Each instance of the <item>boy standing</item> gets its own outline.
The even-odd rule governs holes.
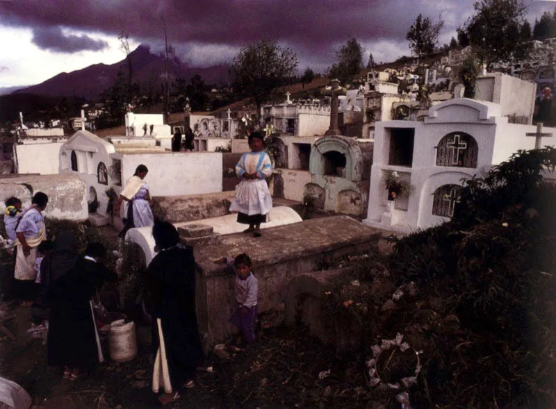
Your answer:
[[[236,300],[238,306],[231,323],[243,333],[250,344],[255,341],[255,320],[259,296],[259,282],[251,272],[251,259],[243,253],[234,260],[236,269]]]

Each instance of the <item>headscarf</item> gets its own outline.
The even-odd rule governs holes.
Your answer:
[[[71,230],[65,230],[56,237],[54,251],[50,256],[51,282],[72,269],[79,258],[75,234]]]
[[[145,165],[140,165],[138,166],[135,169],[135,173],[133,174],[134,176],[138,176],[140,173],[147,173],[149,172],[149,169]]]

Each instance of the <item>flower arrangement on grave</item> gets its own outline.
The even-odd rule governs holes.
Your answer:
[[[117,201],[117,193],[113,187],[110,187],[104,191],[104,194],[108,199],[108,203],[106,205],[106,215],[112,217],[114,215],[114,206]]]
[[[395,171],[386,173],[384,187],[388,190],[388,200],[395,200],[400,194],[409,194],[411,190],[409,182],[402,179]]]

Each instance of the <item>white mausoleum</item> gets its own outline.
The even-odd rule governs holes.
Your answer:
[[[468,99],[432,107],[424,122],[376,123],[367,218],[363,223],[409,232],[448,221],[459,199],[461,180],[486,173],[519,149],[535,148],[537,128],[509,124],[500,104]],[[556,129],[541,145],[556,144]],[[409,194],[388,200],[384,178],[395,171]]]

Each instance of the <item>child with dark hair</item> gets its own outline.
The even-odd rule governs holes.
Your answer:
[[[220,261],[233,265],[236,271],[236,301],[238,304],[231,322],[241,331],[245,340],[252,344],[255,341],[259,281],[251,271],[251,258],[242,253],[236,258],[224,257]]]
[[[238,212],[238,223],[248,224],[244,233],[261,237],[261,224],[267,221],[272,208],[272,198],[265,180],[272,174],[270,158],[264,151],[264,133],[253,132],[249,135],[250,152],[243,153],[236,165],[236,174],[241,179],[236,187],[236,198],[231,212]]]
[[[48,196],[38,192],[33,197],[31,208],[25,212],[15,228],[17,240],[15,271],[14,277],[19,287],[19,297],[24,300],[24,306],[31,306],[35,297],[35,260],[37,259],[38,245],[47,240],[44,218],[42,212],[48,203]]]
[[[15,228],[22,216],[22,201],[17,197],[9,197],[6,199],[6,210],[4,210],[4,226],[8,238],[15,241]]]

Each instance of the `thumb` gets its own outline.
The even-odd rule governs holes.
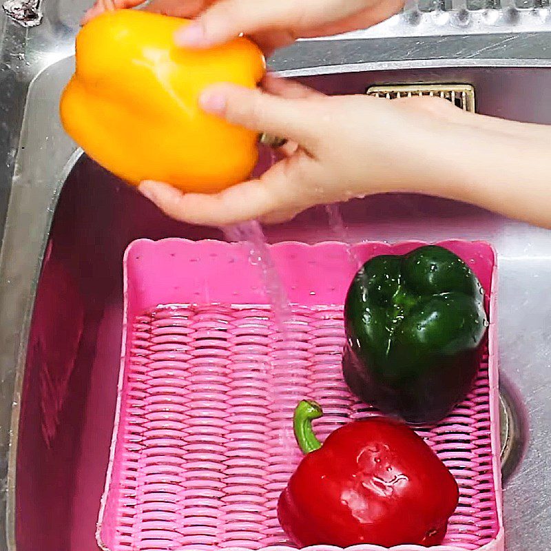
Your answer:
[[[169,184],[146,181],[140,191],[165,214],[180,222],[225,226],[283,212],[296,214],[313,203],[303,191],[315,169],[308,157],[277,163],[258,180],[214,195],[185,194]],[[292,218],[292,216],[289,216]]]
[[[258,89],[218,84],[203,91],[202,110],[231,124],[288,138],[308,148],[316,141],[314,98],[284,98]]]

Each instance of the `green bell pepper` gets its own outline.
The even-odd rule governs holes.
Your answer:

++++++++

WHAT IS REQUIRED - Using the records above, output their complete text exactly, minus any images.

THE ANSWER -
Each instance of the <item>boy standing</item> gets its own outline.
The even-odd rule governs holes.
Your answer:
[[[236,300],[238,306],[231,323],[243,333],[250,344],[255,341],[255,320],[259,296],[259,282],[251,272],[251,259],[243,253],[234,260],[236,269]]]

Each instance of the <item>headscarf</item> gets its own outline.
The even-odd rule governs holes.
Your answer:
[[[71,230],[65,230],[56,237],[54,251],[50,256],[51,282],[72,269],[79,258],[75,234]]]
[[[145,165],[140,165],[138,166],[135,169],[135,173],[133,174],[134,176],[138,176],[140,173],[147,173],[149,172],[149,169]]]

Each instance of the <item>flower arrangement on grave</item> gets its own outline.
The even-odd rule governs holes.
Your answer:
[[[117,201],[117,193],[113,187],[110,187],[104,191],[104,194],[108,199],[108,203],[106,205],[106,215],[112,217],[114,215],[114,206]]]
[[[395,171],[386,173],[384,187],[388,190],[388,200],[395,200],[400,194],[409,194],[411,190],[409,182],[402,179]]]

Each instance of the <item>white mausoleum</item> gets its own outline.
The even-odd rule governs holes.
Your answer:
[[[468,99],[432,107],[424,122],[376,123],[367,218],[363,223],[409,232],[448,221],[459,199],[461,180],[486,173],[519,149],[535,148],[537,128],[509,124],[500,104]],[[556,129],[541,145],[556,144]],[[409,194],[388,200],[384,178],[395,171]]]

Each instance of the <item>child with dark hair</item> gets its own outline.
The even-odd rule governs holes.
Your answer:
[[[220,261],[233,265],[236,271],[236,301],[238,304],[231,322],[241,331],[245,340],[252,344],[255,341],[259,281],[251,271],[251,258],[242,253],[236,258],[224,257]]]
[[[238,212],[238,223],[248,224],[244,233],[261,237],[261,224],[267,221],[272,208],[272,198],[265,180],[272,174],[270,158],[264,151],[264,133],[253,132],[249,135],[250,152],[243,153],[236,165],[236,174],[241,179],[236,187],[236,198],[231,212]]]
[[[48,196],[38,192],[33,197],[31,208],[25,212],[15,228],[17,240],[15,271],[14,277],[19,287],[19,297],[24,300],[24,306],[31,306],[35,297],[35,260],[37,259],[38,245],[47,240],[44,218],[42,212],[48,203]]]
[[[15,228],[22,216],[22,201],[17,197],[9,197],[6,199],[6,210],[4,210],[4,226],[8,238],[15,241]]]

Each instance of the `thumb` gets its own outline.
The even-odd rule governs holes.
Your answer:
[[[169,184],[146,181],[140,191],[165,214],[180,222],[225,226],[283,212],[296,214],[313,203],[303,191],[315,169],[308,157],[277,163],[258,180],[214,195],[185,194]],[[292,218],[292,216],[289,216]]]
[[[258,89],[218,84],[203,91],[202,110],[231,124],[288,138],[308,148],[316,141],[314,98],[284,98]]]

Each instance of the `green bell pepper` gets its own outline.
The even-odd rule governs holes.
Your answer:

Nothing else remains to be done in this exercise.